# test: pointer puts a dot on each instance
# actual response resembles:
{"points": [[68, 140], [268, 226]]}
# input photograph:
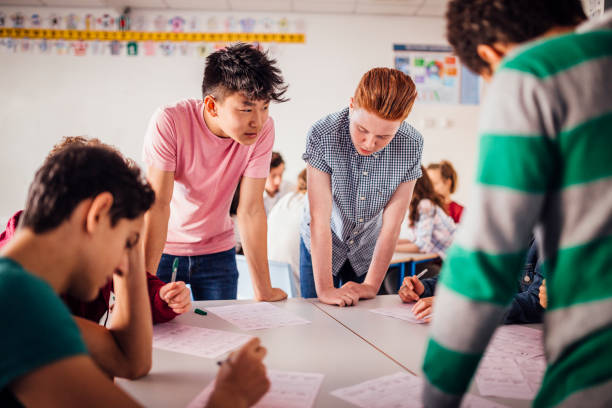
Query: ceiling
{"points": [[424, 8]]}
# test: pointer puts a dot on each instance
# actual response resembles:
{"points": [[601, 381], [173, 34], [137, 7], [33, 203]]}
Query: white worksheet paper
{"points": [[513, 364], [254, 316], [400, 390], [515, 341], [403, 311], [288, 389], [198, 341]]}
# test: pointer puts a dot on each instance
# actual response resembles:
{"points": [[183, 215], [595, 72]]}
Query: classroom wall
{"points": [[45, 97]]}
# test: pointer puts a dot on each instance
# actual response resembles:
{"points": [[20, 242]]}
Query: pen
{"points": [[174, 269], [422, 273], [418, 276]]}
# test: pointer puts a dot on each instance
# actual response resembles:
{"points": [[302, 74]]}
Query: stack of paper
{"points": [[196, 340], [287, 390], [401, 390], [254, 316], [513, 365]]}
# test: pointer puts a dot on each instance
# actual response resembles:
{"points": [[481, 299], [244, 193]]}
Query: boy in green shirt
{"points": [[82, 224], [545, 164]]}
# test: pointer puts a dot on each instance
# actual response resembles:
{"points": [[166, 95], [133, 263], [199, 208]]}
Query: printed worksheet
{"points": [[401, 390], [197, 341], [403, 311], [288, 389], [533, 371], [255, 316], [515, 341], [502, 377]]}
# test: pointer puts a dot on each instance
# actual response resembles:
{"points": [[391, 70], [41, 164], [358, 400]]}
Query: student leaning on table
{"points": [[109, 347], [81, 225], [197, 150], [527, 305], [545, 165], [362, 165]]}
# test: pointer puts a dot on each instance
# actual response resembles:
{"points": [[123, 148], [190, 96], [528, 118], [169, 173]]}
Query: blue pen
{"points": [[174, 269]]}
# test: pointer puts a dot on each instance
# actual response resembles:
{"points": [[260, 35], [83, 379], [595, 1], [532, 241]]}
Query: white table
{"points": [[323, 346], [403, 342], [349, 345]]}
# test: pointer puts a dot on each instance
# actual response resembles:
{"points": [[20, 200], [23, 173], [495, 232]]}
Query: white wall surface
{"points": [[44, 97]]}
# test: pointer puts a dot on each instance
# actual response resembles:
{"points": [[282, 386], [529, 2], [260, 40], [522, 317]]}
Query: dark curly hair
{"points": [[473, 22], [243, 68], [423, 189], [78, 172]]}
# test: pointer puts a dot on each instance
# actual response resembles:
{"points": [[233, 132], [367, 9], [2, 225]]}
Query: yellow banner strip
{"points": [[34, 33]]}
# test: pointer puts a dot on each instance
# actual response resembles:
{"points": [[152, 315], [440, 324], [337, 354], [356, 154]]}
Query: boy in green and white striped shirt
{"points": [[545, 164]]}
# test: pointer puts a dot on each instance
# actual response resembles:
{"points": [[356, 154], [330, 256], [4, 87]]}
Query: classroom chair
{"points": [[281, 276]]}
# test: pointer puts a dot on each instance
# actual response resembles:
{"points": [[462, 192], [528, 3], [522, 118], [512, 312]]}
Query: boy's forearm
{"points": [[155, 233], [131, 324], [253, 230], [321, 253]]}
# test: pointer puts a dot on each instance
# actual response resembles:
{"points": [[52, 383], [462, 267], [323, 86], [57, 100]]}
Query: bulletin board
{"points": [[438, 74]]}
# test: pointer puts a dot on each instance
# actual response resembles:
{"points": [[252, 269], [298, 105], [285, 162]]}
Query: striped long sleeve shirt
{"points": [[545, 165]]}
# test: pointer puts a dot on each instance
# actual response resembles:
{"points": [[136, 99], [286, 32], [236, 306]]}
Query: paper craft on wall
{"points": [[438, 74]]}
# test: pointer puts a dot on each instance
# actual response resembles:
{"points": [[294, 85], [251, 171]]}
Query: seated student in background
{"points": [[428, 228], [81, 226], [276, 188], [444, 179], [362, 165], [544, 165], [527, 305], [197, 150], [284, 228], [166, 301]]}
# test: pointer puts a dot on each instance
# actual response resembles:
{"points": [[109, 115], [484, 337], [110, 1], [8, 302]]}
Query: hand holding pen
{"points": [[412, 288], [242, 379]]}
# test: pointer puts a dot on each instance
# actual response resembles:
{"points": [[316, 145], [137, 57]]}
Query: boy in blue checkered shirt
{"points": [[363, 163]]}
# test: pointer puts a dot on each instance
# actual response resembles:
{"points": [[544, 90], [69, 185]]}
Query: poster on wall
{"points": [[29, 32], [594, 8], [438, 74]]}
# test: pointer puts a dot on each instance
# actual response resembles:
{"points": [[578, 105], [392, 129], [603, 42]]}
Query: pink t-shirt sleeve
{"points": [[259, 163], [159, 148]]}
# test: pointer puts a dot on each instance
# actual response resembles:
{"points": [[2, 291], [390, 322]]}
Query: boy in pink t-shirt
{"points": [[197, 151]]}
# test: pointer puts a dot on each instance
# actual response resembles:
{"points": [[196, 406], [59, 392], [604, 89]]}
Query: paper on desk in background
{"points": [[513, 364], [288, 389], [401, 390], [254, 316], [198, 341], [403, 311]]}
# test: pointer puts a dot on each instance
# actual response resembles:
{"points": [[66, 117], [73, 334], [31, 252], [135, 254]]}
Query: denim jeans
{"points": [[307, 285], [212, 276]]}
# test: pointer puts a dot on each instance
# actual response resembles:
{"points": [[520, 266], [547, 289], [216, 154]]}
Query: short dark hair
{"points": [[243, 68], [473, 22], [78, 172], [276, 160]]}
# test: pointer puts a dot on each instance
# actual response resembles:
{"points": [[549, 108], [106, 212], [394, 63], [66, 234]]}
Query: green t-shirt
{"points": [[37, 328]]}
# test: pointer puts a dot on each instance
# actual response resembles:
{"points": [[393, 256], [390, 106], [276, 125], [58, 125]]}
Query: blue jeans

*WHAT IS BEING ASKED*. Your answer must be an exact copy of the data above, minus its pictures.

*RESULT FOR THIS EXERCISE*.
# test: pointer puts a dot on each instance
# actual response resembles:
{"points": [[68, 140], [268, 226]]}
# input photograph:
Query: ceiling
{"points": [[424, 8]]}
# test: pointer puts a dot on each instance
# actual response resembles:
{"points": [[601, 381], [173, 34], [137, 7], [33, 203]]}
Query: white worksheet paper
{"points": [[513, 364], [254, 316], [400, 390], [515, 341], [403, 311], [288, 389], [198, 341]]}
# test: pointer puts a dot on each instance
# actual response resembles:
{"points": [[183, 215], [595, 72]]}
Query: classroom wall
{"points": [[45, 97]]}
# test: pointer puts a dot on each instance
# actual response resembles:
{"points": [[20, 242]]}
Query: pen
{"points": [[174, 269], [422, 273], [418, 276]]}
# test: pointer puts a dot on each instance
# actual response resembles:
{"points": [[302, 74]]}
Query: stack of paper
{"points": [[196, 340], [287, 390], [401, 390], [254, 316], [513, 365]]}
# test: pointer puts a dot on each instance
# actual response resembles:
{"points": [[481, 299], [244, 193]]}
Query: boy in green shirt
{"points": [[82, 224], [545, 164]]}
# test: pointer puts a dot on each instance
# actual response resembles:
{"points": [[166, 95], [133, 263], [199, 208]]}
Query: printed worksheet
{"points": [[401, 390], [197, 341], [403, 311], [288, 389], [533, 371], [255, 316], [515, 341], [502, 377]]}
# test: pointer puts a dot on each instance
# actual response resembles:
{"points": [[391, 70], [41, 164], [358, 400]]}
Query: student leaning on table
{"points": [[109, 347], [81, 225], [197, 150], [527, 305], [545, 165], [362, 165]]}
# test: pointer puts a dot on each instance
# actual response resembles:
{"points": [[123, 148], [190, 96], [528, 118], [169, 173]]}
Query: blue pen
{"points": [[174, 269]]}
# test: pointer puts a dot on each instance
# actual response resembles:
{"points": [[260, 35], [83, 379], [595, 1], [532, 241]]}
Query: white table
{"points": [[323, 346], [403, 342], [349, 345]]}
# test: pointer puts a dot on each instance
# actual response resembles:
{"points": [[20, 200], [23, 173], [495, 232]]}
Query: white wall surface
{"points": [[44, 97]]}
# test: pointer puts a dot on each instance
# actual response resembles:
{"points": [[282, 386], [529, 2], [260, 40], [522, 317]]}
Query: dark curly hair
{"points": [[473, 22], [243, 68], [423, 189], [78, 172]]}
# test: pointer puts a dot on each instance
# actual response resembles:
{"points": [[233, 132], [367, 9], [2, 225]]}
Query: yellow banner strip
{"points": [[34, 33]]}
# test: pointer puts a dot on each instance
# actual response resembles:
{"points": [[152, 315], [440, 324], [337, 354], [356, 154]]}
Query: boy in green and white striped shirt
{"points": [[545, 164]]}
# test: pointer puts a dot on each instance
# actual response resembles:
{"points": [[356, 154], [330, 256], [4, 87]]}
Query: classroom chair
{"points": [[281, 276]]}
# test: pointer puts a dot on each instance
# actual response resembles:
{"points": [[462, 192], [528, 3], [522, 118], [512, 312]]}
Query: boy's forearm
{"points": [[155, 233], [131, 324], [253, 230], [321, 253]]}
# test: pointer puts a dot on each instance
# actual response resembles:
{"points": [[52, 383], [462, 267], [323, 86], [57, 100]]}
Query: bulletin board
{"points": [[438, 74]]}
# test: pointer puts a dot on each instance
# actual response resembles:
{"points": [[252, 269], [298, 105], [285, 162]]}
Query: striped long sleeve shirt
{"points": [[545, 165]]}
# test: pointer puts a dot on each instance
# actual response resembles:
{"points": [[136, 99], [286, 32], [236, 306]]}
Query: paper craft on wall
{"points": [[438, 74]]}
# test: pointer puts a dot on each instance
# actual response resembles:
{"points": [[294, 85], [251, 171]]}
Query: seated student in background
{"points": [[428, 228], [81, 226], [276, 188], [444, 179], [362, 165], [544, 165], [527, 305], [197, 150], [284, 228], [166, 301]]}
# test: pointer puts a dot on each instance
# actual response resembles:
{"points": [[109, 115], [484, 337], [110, 1], [8, 302]]}
Query: hand holding pen
{"points": [[412, 288], [242, 379]]}
# test: pointer puts a dot on each instance
# actual response resembles:
{"points": [[316, 145], [137, 57]]}
Query: boy in blue checkered shirt
{"points": [[363, 163]]}
# test: pointer puts a dot on each instance
# actual response resembles:
{"points": [[544, 90], [69, 185]]}
Query: poster on wall
{"points": [[29, 32], [594, 8], [438, 74]]}
# test: pointer puts a dot on each instance
# actual response resembles:
{"points": [[578, 105], [392, 129], [603, 42]]}
Query: pink t-shirt sleeve
{"points": [[259, 163], [159, 148]]}
# test: pointer puts a dot on each instance
# actual response resembles:
{"points": [[2, 291], [390, 322]]}
Query: boy in pink t-shirt
{"points": [[197, 151]]}
# test: pointer puts a dot on each instance
# actual response resembles:
{"points": [[196, 406], [59, 392], [604, 89]]}
Query: paper on desk in background
{"points": [[513, 364], [288, 389], [401, 390], [254, 316], [198, 341], [403, 311]]}
# test: pointer puts a dot on each instance
# actual response resembles:
{"points": [[66, 117], [73, 334], [31, 252], [135, 254]]}
Query: denim jeans
{"points": [[307, 285], [212, 276]]}
# test: pointer puts a dot on each instance
# actual response resembles:
{"points": [[520, 266], [547, 289], [216, 154]]}
Query: short dark hair
{"points": [[243, 68], [473, 22], [78, 172], [276, 160]]}
# test: pointer puts a dot on each instance
# actual response resembles:
{"points": [[549, 108], [106, 212], [394, 63], [66, 234]]}
Query: green t-shirt
{"points": [[37, 328]]}
# test: pointer puts a dot on each instance
# actual response resembles:
{"points": [[393, 256], [390, 106], [276, 125], [58, 125]]}
Query: blue jeans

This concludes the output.